# WHAT TO DO
Report every line in the data below that contains the word "bridge", copying each such line in full.

# ENTRIES SUPPLIED
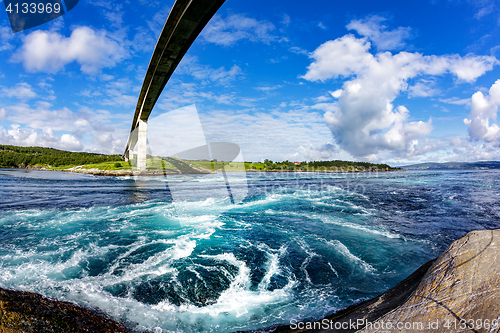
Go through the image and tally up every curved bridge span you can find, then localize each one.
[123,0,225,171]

---

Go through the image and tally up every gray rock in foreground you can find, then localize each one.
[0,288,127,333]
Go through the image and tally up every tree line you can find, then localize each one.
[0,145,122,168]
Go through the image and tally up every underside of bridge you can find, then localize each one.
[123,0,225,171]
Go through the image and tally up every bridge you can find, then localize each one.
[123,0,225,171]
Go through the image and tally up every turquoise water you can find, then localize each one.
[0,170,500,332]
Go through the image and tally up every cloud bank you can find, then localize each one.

# FINAL RESULT
Go through the image and tally up every curved bridge span you can find, then localize each one.
Go through the image and tally up every underside of bridge you can find, then localize each one.
Go through the image and tally up every bridge you can find, then localize each one.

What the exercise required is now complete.